** Work task **
Would you reproduce, without any alteration, the lines from the opening line of the entries through the line that has "Where can you see the patterned" in it?

** Data records **
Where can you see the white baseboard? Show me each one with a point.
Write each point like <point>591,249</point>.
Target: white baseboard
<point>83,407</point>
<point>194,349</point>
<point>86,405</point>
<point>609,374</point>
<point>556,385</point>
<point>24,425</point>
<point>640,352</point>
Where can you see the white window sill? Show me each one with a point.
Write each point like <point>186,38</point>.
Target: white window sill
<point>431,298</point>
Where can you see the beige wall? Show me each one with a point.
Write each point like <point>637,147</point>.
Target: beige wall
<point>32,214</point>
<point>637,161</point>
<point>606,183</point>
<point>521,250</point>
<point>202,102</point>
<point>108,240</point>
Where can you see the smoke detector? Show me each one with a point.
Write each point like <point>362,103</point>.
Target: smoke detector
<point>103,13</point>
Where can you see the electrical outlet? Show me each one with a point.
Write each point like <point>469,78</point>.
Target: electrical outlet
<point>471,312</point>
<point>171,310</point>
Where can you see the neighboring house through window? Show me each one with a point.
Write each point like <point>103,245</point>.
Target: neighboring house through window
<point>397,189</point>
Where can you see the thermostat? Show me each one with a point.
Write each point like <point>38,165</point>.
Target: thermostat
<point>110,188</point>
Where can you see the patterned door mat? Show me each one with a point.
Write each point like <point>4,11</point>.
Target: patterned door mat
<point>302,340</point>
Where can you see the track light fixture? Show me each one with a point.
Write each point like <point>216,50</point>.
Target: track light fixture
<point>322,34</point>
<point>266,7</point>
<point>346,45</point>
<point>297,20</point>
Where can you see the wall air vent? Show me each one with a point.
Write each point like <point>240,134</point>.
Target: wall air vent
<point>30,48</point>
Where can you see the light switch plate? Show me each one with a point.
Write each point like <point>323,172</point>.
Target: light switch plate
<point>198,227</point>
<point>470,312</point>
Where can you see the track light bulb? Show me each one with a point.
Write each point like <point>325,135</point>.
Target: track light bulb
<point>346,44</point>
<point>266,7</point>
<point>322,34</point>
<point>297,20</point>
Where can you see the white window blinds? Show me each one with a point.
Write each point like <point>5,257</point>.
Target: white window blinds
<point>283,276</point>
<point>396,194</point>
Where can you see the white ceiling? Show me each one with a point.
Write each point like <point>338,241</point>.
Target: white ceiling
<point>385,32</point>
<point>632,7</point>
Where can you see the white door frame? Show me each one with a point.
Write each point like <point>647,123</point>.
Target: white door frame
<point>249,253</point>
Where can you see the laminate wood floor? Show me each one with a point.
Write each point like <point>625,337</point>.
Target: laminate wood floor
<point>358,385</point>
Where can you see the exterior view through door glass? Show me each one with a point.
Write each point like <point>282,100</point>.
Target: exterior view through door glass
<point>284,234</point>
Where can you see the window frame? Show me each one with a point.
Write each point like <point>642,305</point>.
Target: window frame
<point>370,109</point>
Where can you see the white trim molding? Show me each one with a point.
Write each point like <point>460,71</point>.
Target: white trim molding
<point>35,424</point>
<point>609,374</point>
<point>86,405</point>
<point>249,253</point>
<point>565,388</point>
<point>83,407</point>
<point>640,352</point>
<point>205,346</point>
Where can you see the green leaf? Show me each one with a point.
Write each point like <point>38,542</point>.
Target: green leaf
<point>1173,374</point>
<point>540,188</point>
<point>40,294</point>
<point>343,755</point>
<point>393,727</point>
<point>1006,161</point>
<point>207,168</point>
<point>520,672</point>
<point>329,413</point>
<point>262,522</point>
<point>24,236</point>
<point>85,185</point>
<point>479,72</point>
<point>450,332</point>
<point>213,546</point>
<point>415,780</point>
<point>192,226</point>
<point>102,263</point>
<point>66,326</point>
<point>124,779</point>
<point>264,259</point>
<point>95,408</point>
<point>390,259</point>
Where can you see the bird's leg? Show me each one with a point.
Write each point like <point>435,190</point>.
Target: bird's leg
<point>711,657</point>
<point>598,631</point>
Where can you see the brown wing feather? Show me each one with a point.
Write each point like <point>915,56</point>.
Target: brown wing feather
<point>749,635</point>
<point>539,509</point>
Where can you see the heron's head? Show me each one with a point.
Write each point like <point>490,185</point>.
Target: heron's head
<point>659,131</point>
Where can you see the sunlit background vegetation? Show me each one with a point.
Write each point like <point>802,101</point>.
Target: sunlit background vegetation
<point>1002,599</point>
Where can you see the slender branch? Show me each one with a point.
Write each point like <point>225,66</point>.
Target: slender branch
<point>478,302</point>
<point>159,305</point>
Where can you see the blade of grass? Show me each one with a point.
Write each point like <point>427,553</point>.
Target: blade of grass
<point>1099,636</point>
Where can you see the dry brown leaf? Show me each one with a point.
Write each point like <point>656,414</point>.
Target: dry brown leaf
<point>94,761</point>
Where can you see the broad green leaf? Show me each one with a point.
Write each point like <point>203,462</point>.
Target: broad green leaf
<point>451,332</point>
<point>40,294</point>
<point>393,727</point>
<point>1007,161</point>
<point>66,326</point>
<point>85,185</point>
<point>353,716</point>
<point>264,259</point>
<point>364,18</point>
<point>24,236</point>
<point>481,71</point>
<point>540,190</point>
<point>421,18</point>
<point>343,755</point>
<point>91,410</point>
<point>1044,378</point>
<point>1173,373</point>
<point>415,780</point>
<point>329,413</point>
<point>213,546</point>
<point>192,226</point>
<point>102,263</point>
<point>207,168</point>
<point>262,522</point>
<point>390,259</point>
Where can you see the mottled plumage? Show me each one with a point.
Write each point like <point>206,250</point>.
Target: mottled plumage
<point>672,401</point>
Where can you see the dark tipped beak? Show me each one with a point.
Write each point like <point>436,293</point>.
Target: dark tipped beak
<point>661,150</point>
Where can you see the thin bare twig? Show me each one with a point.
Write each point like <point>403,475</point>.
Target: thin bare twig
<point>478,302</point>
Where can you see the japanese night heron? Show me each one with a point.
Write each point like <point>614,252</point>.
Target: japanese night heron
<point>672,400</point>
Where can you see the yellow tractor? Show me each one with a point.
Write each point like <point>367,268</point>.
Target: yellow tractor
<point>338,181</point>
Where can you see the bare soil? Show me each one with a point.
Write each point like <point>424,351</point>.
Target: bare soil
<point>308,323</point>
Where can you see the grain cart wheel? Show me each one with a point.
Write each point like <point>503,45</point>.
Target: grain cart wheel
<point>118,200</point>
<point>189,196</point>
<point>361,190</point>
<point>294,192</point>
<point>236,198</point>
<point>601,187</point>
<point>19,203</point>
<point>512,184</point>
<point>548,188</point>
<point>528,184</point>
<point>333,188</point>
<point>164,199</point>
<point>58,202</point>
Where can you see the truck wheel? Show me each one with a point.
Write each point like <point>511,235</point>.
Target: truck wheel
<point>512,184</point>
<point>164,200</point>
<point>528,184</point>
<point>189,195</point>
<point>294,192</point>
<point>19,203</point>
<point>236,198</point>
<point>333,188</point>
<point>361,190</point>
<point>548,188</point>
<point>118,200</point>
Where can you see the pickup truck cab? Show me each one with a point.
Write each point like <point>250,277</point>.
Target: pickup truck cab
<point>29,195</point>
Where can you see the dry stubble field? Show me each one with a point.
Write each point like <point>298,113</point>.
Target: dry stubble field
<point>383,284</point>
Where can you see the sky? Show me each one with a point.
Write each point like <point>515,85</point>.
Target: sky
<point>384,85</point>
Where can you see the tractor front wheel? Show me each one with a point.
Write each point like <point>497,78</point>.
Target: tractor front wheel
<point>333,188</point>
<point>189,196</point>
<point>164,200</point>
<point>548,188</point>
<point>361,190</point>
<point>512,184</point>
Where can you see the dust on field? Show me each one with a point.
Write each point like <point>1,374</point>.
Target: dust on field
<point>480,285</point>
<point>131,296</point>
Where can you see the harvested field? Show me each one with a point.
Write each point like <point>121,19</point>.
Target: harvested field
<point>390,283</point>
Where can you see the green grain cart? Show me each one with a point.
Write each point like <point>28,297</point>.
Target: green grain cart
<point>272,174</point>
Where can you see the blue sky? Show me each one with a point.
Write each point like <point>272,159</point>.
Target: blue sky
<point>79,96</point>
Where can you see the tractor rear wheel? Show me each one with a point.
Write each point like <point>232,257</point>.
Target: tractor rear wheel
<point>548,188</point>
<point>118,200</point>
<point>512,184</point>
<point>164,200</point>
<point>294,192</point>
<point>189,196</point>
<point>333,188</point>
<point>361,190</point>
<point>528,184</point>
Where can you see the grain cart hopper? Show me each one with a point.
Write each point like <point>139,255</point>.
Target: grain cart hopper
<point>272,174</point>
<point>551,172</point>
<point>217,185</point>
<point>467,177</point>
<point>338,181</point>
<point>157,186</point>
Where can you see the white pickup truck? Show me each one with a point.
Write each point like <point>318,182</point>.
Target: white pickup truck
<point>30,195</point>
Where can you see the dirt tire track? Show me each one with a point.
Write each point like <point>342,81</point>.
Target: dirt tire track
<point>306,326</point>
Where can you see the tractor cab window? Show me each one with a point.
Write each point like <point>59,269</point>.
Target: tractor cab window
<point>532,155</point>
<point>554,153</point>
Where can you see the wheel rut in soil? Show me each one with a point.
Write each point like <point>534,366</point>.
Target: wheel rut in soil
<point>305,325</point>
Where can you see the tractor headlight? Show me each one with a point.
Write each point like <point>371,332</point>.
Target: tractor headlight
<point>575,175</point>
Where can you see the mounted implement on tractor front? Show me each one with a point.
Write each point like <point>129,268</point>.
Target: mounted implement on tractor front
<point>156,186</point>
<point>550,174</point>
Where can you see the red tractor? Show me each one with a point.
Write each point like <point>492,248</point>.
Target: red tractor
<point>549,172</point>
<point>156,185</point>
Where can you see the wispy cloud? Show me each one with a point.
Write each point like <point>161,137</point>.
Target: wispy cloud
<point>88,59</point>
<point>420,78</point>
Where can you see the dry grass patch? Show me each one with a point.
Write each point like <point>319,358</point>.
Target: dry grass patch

** Answer for the task **
Where can you see the white baseboard? Show me each one with a point.
Write each point like <point>591,249</point>.
Target: white baseboard
<point>83,407</point>
<point>194,349</point>
<point>86,405</point>
<point>609,374</point>
<point>556,385</point>
<point>24,425</point>
<point>640,352</point>
Where can you see the white window sill? Show me each one with a point.
Write each point like <point>186,38</point>.
Target: white window sill
<point>431,298</point>
Where can you see the beige wall? Show me each one with a point.
Write each point like <point>637,147</point>.
Target: beige wall
<point>32,214</point>
<point>637,161</point>
<point>606,183</point>
<point>521,250</point>
<point>202,102</point>
<point>108,240</point>
Where can you see the smoke detector? Show me each one with a point.
Write each point like <point>362,103</point>.
Target: smoke detector
<point>103,13</point>
Where can you see the electrical outlet? Show me each one with a point.
Write each point like <point>469,78</point>.
Target: electrical outlet
<point>471,312</point>
<point>171,310</point>
Where can you see the neighboring house through window? Show me each one with a point.
Write each point like <point>103,245</point>.
Target: neighboring house through window
<point>397,189</point>
Where can you see the thermostat? Show me each one with a point.
Write each point like <point>38,165</point>.
Target: thermostat
<point>110,188</point>
Where can you see the patterned door mat? Show me each one with a point.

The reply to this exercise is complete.